---------- DATA FOR REVIEW
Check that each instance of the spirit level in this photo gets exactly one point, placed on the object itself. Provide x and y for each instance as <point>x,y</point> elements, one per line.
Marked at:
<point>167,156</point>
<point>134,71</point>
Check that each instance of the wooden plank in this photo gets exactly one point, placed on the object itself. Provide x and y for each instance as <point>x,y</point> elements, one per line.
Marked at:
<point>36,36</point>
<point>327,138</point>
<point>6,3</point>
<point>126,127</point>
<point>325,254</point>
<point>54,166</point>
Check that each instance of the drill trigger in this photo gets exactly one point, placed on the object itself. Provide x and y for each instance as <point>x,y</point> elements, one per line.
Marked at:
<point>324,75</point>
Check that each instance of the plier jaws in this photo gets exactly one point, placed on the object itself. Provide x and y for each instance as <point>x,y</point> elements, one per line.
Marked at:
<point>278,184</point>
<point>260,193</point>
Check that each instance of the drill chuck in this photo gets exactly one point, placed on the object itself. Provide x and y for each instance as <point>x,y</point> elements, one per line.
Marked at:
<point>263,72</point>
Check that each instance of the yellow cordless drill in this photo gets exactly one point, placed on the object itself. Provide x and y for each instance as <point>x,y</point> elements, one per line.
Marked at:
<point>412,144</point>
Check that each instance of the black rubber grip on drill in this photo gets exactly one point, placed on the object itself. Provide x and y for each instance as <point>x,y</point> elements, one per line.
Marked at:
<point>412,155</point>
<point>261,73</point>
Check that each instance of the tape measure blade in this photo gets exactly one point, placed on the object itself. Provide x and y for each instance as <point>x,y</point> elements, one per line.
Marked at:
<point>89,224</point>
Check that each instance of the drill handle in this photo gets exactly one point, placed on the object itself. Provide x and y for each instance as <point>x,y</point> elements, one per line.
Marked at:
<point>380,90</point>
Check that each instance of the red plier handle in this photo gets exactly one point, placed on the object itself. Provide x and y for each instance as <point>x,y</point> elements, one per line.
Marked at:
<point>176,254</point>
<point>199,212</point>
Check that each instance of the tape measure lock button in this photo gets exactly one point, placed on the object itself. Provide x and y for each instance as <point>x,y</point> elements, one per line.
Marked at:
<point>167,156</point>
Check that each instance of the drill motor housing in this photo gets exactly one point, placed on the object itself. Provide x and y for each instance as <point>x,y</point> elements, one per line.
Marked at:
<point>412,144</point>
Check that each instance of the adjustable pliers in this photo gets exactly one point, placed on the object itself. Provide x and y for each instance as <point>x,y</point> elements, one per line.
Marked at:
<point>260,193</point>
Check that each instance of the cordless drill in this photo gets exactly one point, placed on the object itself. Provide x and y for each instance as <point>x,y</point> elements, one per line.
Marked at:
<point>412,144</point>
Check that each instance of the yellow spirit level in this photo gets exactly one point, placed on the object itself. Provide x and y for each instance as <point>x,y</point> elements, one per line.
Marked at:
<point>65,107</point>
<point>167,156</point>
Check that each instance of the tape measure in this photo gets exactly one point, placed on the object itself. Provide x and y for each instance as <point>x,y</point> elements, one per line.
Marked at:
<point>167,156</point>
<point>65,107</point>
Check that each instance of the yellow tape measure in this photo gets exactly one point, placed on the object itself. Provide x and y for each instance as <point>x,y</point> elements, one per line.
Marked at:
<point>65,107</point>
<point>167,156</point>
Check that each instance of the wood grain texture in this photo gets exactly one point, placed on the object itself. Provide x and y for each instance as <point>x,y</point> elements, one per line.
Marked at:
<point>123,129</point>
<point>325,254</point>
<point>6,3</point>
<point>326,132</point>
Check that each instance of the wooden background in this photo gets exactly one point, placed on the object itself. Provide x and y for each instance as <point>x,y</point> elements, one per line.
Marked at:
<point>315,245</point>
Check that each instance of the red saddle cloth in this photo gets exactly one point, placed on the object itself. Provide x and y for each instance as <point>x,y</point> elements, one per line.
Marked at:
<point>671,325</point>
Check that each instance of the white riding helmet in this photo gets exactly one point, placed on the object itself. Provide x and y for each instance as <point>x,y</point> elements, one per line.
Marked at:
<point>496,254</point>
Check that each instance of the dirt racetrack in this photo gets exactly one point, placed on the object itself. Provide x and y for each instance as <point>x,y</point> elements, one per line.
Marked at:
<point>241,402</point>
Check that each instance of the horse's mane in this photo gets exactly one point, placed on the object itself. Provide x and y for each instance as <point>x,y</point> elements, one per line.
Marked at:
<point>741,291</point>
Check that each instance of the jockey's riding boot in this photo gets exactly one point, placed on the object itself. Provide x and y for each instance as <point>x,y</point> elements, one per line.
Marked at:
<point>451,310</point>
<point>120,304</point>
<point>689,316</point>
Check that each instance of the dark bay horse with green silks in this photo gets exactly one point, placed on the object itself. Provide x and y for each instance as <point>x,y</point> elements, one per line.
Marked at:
--------------------
## WHAT IS BEING ASKED
If a line of the data holds the string "measure", list it.

## SOLUTION FOR THIS TASK
Check that each instance of the tape measure blade in this photo gets exactly one point, placed on the object itself. Provide x and y for each instance as <point>x,y</point> elements, one per line.
Check that each instance of the tape measure lock button in this photo gets exactly one point, placed on the object itself. Provide x and y for each instance as <point>x,y</point> elements, one per line.
Check that each instance of the tape measure in this photo gets exactly one point, placed on the object itself. Provide x and y for each instance as <point>x,y</point> elements, one per line.
Check that each instance of the yellow tape measure in this photo gets exactly one point, placed on the object itself. Provide x and y for each instance as <point>x,y</point> elements, one per line.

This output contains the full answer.